* FRAGMENTO DE PÁGINA *
--------------------
Puedes usar el adobe audition para crear ese tono agudo.

Lo Masterizas y lo guardas en tu celular, haber que tal lastima los oidos


----------



## fernandob (Jul 24, 2011)

2 cosas:

1 ---- un oscilador en.......mas bien , 2 oscialdors en cascada (ya saben ) y unos cuantos potes para buscar los valores adecuados logran encontrar lo que buscan.


2---- pero la cosa es PARA QUE LO QUIERO ????? 
hace un tiempito , antes de que el invierno llegue a mi casa ocurrio algo en mi edificio, un invitado en el pozo de aire y luz:
un grillo
no era su epoca y a mi estos sonidos de la naturaleza en verdad me gustan mucho , pero luego de la segunda noche ya escuchaba vecinos quejarse y putear, luego de la cuarta noche ya fataseaban con que era un aparato colocado por alguien que no queria dejarlos dormir, en fin.
escuchaba cada boludez humana mezcla de falta d esueño, frustracion y anda a saber que mas que me di cuenta que este tipo de artilugios son algo insufrible.

asi que , si quieren JODER bien jodido a su vecino :

segun el tipo de vecino :

sonido de grillo
sonido de alarma de auto .
pueden si usan un pic de 8 patitas (el tamaño importa) hacerlo mas sofisticado, por ejemplo que con un LDR se de cuenta cuando es de noche, cuente un par de horas y empiece a joder.
incluso mas aun, que pare un rato y luego vuelva.

lo dejan con una pila en un lugar adecuado, que no se vea.
y menos de noche.

si experimentan con transductores direccionales y algun rebote no lo encuentran mas, y uds podran recuperarlo para cambiar o recargar la pila.

si gastan mas $$ aun lo esconden bien y le ponen un sensor de movimiento , asi cuando el enojado lo busca deja de sonar, y asi queda por 20 minutos, tiempo como para que el desesperado vuelva a su lugar de reposo ..........y de nuevo el sonido.


----------



## armandolopezmx (Jul 24, 2011)

lo que mata los oidos son los decibeles,  no tanto la frecuencia... saludos..


----------



## MVB (Jul 24, 2011)

Eduardo dijo:


> ...
> El oído humano joven y sano llega hasta 20kHz (el mío se muere a 13kHz ). ...
> .



Soy joven y a los 12 khz ya ando :cabezon: :cabezon:


----------



## pandacba (Jul 24, 2011)
--------------------
* OBJETIVO 1 *
En el fragmento de página, ¿qué animal apareció en el pozo de aire y luz del edificio de fernandob?
* OBJETIVO 2 *
Transcribe del fragmento de página el pasaje que va desde "lo dejan con" hasta "nuevo el sonido.".

* MATERIAL MOSTRADO *
--------------------
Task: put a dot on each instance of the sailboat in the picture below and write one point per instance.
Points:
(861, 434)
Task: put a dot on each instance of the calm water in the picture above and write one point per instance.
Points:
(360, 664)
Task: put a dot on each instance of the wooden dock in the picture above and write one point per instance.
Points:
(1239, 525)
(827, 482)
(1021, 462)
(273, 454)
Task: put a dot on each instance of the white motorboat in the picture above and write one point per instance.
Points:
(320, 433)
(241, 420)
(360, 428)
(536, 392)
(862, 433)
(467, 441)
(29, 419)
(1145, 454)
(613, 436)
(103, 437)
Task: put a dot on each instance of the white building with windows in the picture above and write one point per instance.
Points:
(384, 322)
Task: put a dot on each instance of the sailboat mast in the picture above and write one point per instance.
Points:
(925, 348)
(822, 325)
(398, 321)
--------------------
* RESPUESTA ESCRITA 1 *
Un grillo.

* RESPUESTA ESCRITA 2 *
lo dejan con una pila en un lugar adecuado, que no se vea.
y menos de noche.

si experimentan con transductores direccionales y algun rebote no lo encuentran mas, y uds podran recuperarlo para cambiar o recargar la pila.

si gastan mas $$ aun lo esconden bien y le ponen un sensor de movimiento , asi cuando el enojado lo busca deja de sonar, y asi queda por 20 minutos, tiempo como para que el desesperado vuelva a su lugar de reposo ..........y de nuevo el sonido.